## The problem
Reproduce the data word for word, from the line with "The service SHOULD locate every instance of the white" up to and including the line with "[[298, 591], [316, 276], [365, 480], [599, 494], [521, 353]]", but shift each coordinate in the answers up by 4. Leave the pictures out of your copy.

## Source records
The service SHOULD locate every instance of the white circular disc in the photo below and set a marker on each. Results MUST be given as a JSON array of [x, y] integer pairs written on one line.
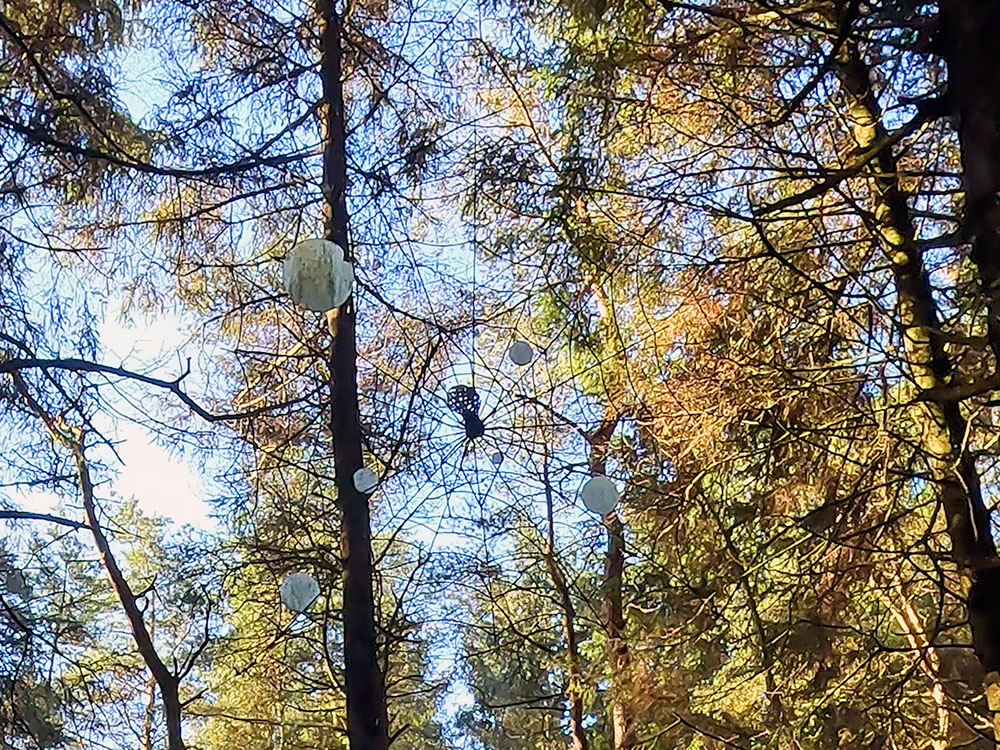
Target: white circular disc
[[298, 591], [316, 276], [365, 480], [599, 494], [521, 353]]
...
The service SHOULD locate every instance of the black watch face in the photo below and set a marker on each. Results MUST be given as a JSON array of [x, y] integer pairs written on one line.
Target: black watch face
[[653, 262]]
...
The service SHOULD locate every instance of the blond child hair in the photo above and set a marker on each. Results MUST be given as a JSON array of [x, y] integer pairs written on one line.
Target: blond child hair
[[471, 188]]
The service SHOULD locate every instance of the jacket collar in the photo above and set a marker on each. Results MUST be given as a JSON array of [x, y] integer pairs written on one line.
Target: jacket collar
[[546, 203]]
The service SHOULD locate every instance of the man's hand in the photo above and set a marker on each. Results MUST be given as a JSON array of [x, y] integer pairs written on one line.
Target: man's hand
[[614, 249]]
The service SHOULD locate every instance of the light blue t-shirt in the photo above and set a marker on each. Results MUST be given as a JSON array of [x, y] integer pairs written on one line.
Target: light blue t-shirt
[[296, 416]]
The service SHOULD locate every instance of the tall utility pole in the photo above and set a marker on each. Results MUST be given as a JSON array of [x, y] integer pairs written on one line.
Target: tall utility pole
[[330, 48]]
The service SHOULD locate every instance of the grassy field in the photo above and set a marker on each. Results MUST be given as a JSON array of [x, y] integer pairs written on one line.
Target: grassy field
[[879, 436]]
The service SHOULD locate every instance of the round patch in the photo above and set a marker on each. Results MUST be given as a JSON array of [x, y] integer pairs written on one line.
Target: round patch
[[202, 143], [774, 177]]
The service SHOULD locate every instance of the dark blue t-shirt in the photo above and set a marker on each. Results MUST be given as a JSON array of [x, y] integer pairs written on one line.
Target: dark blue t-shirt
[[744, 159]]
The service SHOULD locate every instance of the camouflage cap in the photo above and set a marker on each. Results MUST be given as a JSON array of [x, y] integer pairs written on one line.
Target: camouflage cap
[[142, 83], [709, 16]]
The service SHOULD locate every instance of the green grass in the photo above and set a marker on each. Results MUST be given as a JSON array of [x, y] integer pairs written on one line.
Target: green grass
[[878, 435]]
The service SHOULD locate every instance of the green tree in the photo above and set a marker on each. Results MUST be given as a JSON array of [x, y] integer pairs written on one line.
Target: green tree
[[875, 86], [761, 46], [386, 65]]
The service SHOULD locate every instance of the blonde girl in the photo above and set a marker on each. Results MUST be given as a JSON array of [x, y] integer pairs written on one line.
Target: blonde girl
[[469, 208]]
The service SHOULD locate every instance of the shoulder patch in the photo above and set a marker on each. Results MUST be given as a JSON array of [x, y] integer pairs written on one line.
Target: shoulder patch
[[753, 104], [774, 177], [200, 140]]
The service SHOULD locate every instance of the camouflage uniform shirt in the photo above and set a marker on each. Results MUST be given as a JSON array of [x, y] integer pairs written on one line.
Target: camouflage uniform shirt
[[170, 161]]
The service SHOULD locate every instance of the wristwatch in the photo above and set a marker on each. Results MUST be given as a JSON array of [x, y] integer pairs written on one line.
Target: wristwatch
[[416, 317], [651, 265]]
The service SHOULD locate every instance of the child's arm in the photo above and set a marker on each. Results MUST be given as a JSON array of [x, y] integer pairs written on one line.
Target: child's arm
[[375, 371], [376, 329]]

## Solution to this task
The service SHOULD locate every instance of the white circular disc in the photo below and set a marker on each. Results MUST be given as a JSON array of [x, y] integer pairs written on one line.
Target: white circular disc
[[302, 595], [320, 280], [369, 484], [603, 498], [525, 357]]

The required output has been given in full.